## Task:
Would you return, word for word, the lines of the data below from the line with "scan for: young ostrich" through the line with "scan for: bare soil", and no others?
[Opening Data for review section]
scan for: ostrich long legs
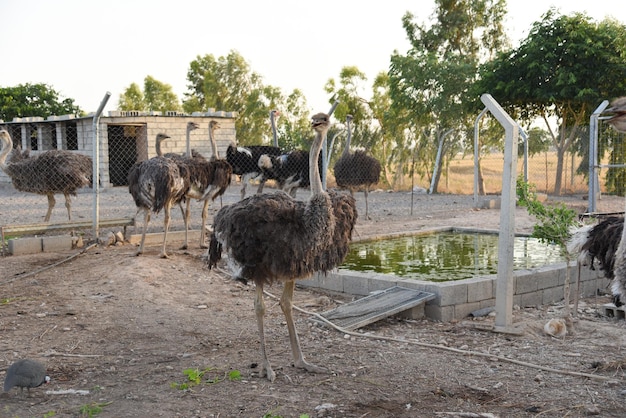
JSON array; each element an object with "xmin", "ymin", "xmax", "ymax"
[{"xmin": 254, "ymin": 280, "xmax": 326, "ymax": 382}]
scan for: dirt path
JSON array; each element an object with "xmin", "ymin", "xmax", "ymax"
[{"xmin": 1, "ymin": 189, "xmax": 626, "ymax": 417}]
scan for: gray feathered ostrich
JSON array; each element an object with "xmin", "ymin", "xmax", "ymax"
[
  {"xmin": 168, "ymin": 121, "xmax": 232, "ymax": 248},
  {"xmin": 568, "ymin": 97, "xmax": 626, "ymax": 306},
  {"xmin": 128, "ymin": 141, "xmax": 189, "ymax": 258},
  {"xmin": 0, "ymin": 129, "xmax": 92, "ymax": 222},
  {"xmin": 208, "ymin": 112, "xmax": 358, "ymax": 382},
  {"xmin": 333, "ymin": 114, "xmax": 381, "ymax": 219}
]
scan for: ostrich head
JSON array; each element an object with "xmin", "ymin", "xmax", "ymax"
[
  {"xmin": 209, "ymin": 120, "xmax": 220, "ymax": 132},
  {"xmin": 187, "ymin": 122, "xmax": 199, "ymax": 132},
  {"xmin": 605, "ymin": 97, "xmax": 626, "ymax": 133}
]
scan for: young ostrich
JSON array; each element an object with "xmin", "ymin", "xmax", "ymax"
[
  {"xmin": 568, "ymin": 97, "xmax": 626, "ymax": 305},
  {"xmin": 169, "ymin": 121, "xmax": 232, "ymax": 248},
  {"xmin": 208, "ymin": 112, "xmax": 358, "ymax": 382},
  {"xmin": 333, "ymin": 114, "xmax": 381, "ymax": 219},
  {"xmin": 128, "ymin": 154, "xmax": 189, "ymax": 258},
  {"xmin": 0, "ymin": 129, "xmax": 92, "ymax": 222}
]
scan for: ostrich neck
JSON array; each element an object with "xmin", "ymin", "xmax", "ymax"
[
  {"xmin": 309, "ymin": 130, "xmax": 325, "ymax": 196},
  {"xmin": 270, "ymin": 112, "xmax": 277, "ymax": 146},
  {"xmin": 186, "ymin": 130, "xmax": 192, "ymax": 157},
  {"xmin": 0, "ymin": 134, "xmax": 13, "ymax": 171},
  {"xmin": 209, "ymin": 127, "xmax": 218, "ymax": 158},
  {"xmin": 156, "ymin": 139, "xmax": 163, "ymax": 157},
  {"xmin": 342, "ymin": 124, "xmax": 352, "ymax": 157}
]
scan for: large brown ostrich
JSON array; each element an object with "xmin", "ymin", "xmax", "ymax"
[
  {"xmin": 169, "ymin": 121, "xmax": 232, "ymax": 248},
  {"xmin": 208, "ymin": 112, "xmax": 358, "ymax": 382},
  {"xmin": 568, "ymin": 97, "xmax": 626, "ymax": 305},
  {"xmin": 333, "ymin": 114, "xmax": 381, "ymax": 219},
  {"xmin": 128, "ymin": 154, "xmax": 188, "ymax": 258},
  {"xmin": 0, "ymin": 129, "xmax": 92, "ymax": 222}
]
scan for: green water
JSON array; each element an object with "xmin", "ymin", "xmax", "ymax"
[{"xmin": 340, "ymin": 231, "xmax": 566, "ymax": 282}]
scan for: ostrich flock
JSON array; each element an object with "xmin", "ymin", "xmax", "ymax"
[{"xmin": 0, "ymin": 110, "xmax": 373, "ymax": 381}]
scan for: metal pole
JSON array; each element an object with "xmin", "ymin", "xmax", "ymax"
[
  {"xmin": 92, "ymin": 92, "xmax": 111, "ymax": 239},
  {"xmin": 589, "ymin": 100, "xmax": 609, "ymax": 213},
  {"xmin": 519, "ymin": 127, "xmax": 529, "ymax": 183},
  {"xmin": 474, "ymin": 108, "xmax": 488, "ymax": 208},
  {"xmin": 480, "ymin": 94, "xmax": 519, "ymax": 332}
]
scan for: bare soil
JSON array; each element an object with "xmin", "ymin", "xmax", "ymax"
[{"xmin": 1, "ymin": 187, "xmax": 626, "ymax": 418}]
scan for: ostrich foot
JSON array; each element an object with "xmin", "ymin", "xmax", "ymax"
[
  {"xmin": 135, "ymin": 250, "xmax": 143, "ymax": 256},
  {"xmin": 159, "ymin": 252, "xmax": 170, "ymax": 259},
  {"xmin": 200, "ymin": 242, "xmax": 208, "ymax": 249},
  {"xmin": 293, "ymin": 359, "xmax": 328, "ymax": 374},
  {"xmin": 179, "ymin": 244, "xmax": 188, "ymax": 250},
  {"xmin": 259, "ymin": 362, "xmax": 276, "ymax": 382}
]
[Closing Data for review section]
[Opening Data for review section]
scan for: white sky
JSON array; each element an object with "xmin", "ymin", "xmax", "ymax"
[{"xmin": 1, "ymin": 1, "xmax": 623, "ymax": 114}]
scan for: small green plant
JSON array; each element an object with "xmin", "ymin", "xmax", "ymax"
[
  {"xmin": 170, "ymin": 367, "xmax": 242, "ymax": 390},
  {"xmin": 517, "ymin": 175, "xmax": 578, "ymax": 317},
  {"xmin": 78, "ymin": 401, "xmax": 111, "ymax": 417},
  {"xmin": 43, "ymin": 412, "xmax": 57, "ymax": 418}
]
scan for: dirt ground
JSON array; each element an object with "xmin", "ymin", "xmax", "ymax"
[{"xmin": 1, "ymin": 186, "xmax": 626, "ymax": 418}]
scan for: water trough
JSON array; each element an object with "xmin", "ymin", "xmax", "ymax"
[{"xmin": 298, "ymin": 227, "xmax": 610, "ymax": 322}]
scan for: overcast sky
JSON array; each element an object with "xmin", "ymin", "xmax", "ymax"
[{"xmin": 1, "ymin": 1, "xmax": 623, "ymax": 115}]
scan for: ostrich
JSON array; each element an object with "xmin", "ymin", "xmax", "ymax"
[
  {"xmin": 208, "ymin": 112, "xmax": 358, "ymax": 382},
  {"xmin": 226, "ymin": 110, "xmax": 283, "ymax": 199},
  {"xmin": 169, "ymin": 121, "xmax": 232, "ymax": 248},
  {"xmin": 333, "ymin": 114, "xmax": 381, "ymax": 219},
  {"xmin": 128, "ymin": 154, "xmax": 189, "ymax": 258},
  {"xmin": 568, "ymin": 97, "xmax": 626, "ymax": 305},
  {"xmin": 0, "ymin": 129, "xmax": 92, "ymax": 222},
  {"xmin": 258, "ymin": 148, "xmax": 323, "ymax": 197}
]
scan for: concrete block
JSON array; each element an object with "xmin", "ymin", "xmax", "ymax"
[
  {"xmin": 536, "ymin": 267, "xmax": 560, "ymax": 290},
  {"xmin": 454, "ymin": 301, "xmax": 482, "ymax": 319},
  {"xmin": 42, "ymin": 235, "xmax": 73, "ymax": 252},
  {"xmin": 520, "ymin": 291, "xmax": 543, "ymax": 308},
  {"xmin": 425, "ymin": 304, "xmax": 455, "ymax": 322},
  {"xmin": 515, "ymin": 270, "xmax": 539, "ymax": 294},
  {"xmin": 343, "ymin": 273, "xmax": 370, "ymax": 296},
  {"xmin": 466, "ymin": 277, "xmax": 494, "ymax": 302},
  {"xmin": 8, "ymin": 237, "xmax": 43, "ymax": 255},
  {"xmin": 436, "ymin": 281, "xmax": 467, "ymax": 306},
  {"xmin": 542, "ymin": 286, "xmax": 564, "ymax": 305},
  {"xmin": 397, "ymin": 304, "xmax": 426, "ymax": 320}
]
[Closing Data for review section]
[Opening Data for review section]
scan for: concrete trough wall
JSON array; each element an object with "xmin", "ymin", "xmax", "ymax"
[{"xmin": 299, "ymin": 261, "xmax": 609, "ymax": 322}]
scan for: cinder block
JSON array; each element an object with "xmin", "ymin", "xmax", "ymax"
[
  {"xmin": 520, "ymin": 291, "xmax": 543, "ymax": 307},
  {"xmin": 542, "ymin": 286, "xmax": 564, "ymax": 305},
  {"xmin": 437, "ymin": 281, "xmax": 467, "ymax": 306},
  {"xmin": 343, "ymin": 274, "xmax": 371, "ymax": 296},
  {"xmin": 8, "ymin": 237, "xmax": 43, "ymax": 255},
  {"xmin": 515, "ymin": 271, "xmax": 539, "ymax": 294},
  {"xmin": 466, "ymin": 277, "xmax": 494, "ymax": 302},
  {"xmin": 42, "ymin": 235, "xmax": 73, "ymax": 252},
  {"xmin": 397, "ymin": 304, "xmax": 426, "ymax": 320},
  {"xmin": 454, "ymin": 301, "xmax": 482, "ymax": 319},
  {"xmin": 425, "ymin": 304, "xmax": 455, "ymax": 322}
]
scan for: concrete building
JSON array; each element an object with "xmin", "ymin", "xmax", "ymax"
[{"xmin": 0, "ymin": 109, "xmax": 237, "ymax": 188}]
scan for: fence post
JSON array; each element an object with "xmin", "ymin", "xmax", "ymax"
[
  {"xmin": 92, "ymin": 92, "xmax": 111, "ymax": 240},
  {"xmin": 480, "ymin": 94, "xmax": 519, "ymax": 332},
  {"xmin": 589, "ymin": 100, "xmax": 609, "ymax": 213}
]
[Closing Data for review section]
## Reply:
scan for: young ostrich
JSON array; each element an object with "xmin", "ymin", "xmax", "ymax"
[
  {"xmin": 568, "ymin": 97, "xmax": 626, "ymax": 305},
  {"xmin": 169, "ymin": 121, "xmax": 232, "ymax": 248},
  {"xmin": 208, "ymin": 112, "xmax": 358, "ymax": 382},
  {"xmin": 333, "ymin": 114, "xmax": 381, "ymax": 219},
  {"xmin": 128, "ymin": 154, "xmax": 189, "ymax": 258},
  {"xmin": 0, "ymin": 129, "xmax": 92, "ymax": 222}
]
scan for: ostrich neck
JSON array; each element an object with "xmin", "ymin", "xmax", "ymax"
[
  {"xmin": 309, "ymin": 130, "xmax": 325, "ymax": 196},
  {"xmin": 270, "ymin": 112, "xmax": 277, "ymax": 146},
  {"xmin": 186, "ymin": 130, "xmax": 192, "ymax": 157},
  {"xmin": 0, "ymin": 134, "xmax": 13, "ymax": 171},
  {"xmin": 209, "ymin": 127, "xmax": 218, "ymax": 158},
  {"xmin": 156, "ymin": 139, "xmax": 163, "ymax": 157},
  {"xmin": 342, "ymin": 124, "xmax": 352, "ymax": 157}
]
scan for: large brown ostrich
JSON array; each element an object with "xmin", "ymin", "xmax", "ymax"
[
  {"xmin": 169, "ymin": 121, "xmax": 232, "ymax": 248},
  {"xmin": 208, "ymin": 112, "xmax": 358, "ymax": 382},
  {"xmin": 568, "ymin": 97, "xmax": 626, "ymax": 305},
  {"xmin": 333, "ymin": 114, "xmax": 381, "ymax": 219},
  {"xmin": 128, "ymin": 154, "xmax": 188, "ymax": 258},
  {"xmin": 0, "ymin": 129, "xmax": 92, "ymax": 222}
]
scan for: green water
JSON array; each element an object with "xmin", "ymin", "xmax", "ymax"
[{"xmin": 340, "ymin": 231, "xmax": 566, "ymax": 282}]
scan for: ostrich flock
JSON array; each element an object with "xmin", "ymin", "xmax", "ymax"
[{"xmin": 0, "ymin": 110, "xmax": 373, "ymax": 381}]
scan for: metal pole
JSON array; each element an object with "xmin", "ymin", "xmax", "ymax"
[
  {"xmin": 92, "ymin": 92, "xmax": 111, "ymax": 239},
  {"xmin": 589, "ymin": 100, "xmax": 609, "ymax": 213},
  {"xmin": 519, "ymin": 127, "xmax": 529, "ymax": 183},
  {"xmin": 474, "ymin": 108, "xmax": 488, "ymax": 208},
  {"xmin": 480, "ymin": 94, "xmax": 519, "ymax": 332}
]
scan for: bare soil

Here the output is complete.